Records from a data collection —
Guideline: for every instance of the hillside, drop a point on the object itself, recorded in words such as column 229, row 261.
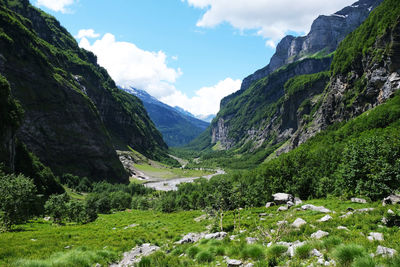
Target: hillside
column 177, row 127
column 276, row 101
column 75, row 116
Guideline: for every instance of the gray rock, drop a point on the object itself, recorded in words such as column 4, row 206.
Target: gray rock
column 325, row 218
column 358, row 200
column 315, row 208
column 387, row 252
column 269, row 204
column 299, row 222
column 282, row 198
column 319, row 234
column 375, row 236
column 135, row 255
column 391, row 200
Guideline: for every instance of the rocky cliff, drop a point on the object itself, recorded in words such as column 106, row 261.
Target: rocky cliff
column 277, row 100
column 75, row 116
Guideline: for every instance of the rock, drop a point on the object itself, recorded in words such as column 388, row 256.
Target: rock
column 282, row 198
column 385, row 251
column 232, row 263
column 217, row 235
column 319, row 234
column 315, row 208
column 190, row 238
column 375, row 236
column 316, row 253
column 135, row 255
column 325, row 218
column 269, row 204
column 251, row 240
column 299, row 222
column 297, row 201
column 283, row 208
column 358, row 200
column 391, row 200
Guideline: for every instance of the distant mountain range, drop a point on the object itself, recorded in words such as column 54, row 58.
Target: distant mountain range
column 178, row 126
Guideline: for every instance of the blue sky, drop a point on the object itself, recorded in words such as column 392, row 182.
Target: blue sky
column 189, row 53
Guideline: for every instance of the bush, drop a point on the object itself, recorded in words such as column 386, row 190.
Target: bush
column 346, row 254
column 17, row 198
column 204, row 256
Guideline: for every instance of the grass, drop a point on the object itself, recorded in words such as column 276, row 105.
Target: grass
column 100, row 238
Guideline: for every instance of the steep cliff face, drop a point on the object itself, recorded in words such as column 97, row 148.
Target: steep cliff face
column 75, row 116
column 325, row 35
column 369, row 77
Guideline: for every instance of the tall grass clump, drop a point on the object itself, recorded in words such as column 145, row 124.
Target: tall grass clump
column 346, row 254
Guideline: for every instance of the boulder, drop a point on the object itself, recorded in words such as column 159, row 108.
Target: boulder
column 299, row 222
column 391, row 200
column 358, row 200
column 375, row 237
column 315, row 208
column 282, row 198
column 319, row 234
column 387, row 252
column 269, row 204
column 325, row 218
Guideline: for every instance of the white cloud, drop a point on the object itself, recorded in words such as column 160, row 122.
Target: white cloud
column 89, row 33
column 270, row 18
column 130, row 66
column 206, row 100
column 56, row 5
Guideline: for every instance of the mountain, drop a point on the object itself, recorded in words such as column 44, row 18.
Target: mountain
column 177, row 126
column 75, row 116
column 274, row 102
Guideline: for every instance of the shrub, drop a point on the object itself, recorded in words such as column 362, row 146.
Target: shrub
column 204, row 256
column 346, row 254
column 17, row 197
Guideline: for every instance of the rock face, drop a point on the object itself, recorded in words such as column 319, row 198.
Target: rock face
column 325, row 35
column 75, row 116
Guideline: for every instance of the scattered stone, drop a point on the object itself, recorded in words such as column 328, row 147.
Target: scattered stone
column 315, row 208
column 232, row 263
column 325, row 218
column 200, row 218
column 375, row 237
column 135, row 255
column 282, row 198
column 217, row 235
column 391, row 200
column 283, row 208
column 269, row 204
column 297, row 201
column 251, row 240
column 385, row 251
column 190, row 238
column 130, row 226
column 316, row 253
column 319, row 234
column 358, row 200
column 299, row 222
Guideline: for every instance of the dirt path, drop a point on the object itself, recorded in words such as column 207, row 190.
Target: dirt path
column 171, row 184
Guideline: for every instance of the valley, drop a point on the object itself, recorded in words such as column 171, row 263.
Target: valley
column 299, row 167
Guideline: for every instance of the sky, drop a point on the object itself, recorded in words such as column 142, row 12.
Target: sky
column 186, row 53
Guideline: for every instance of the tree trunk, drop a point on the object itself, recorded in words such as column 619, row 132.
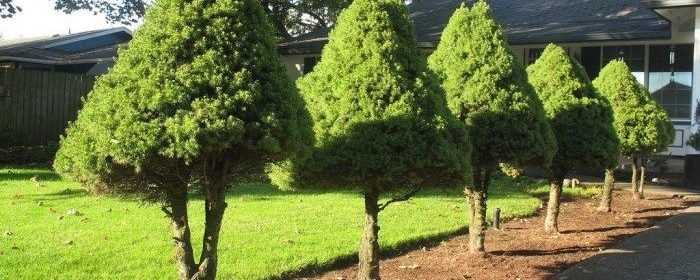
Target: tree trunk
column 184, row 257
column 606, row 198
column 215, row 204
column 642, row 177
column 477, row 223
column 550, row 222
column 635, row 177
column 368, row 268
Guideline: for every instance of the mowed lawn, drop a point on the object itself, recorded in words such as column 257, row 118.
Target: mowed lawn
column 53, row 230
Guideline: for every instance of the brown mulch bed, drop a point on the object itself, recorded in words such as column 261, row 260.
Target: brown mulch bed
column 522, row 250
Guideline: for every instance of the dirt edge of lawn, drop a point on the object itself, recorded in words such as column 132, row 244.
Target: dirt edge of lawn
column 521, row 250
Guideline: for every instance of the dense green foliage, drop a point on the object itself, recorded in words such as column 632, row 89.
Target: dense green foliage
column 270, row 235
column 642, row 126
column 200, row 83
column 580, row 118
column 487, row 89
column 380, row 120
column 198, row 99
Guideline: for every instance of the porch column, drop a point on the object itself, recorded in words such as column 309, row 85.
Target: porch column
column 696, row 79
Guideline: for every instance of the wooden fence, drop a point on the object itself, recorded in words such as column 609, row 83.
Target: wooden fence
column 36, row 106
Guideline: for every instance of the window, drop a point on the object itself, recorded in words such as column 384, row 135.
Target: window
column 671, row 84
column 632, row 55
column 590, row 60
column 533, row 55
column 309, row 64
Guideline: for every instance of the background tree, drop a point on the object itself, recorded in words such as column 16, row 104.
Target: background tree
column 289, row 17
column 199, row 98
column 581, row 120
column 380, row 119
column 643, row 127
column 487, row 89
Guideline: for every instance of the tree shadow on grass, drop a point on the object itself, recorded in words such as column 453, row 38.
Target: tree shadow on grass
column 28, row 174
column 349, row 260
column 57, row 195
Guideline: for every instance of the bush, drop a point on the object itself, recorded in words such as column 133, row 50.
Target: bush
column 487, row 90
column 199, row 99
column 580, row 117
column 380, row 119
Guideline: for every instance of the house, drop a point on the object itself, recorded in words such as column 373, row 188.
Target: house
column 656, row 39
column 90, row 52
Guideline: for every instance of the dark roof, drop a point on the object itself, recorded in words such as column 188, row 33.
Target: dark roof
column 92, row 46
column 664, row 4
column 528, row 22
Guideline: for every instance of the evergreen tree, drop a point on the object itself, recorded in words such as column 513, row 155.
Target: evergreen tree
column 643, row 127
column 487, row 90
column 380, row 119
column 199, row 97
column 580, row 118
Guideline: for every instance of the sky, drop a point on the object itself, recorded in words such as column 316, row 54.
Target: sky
---
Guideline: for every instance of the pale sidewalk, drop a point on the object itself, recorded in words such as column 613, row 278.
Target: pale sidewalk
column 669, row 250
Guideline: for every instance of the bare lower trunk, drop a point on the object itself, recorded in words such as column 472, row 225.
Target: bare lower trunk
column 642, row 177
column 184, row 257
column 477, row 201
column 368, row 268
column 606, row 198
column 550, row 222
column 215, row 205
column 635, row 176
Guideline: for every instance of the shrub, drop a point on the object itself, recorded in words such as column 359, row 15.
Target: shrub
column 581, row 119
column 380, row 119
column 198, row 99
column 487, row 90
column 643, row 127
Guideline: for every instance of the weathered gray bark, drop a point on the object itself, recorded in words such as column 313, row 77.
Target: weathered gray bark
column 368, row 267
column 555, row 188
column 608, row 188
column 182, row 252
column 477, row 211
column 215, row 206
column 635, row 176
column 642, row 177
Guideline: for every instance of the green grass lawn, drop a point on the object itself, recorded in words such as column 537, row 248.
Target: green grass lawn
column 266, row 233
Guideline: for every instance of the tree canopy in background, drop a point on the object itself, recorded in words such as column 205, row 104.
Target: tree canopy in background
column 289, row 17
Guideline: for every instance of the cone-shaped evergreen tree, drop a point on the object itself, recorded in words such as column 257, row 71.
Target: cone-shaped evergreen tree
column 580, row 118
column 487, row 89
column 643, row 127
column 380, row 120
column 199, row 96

Task — Look above for the line with "Guideline: for every instance of the wooden" and the line with "Guideline: for every instance of the background"; transcribe both and all lines in between, exactly, and nothing else.

Task solution —
Guideline: for every instance of the wooden fence, drop a point on the object itself, recorded in words such as column 609, row 83.
Target: wooden fence
column 36, row 106
Guideline: for every instance of the window, drop a point on the object itself, recorded in words such as column 384, row 135.
Target: window
column 671, row 84
column 632, row 55
column 590, row 60
column 533, row 55
column 309, row 64
Guideline: for every instance of the background tree, drop a point on the object itself, recorded in words such as column 16, row 104.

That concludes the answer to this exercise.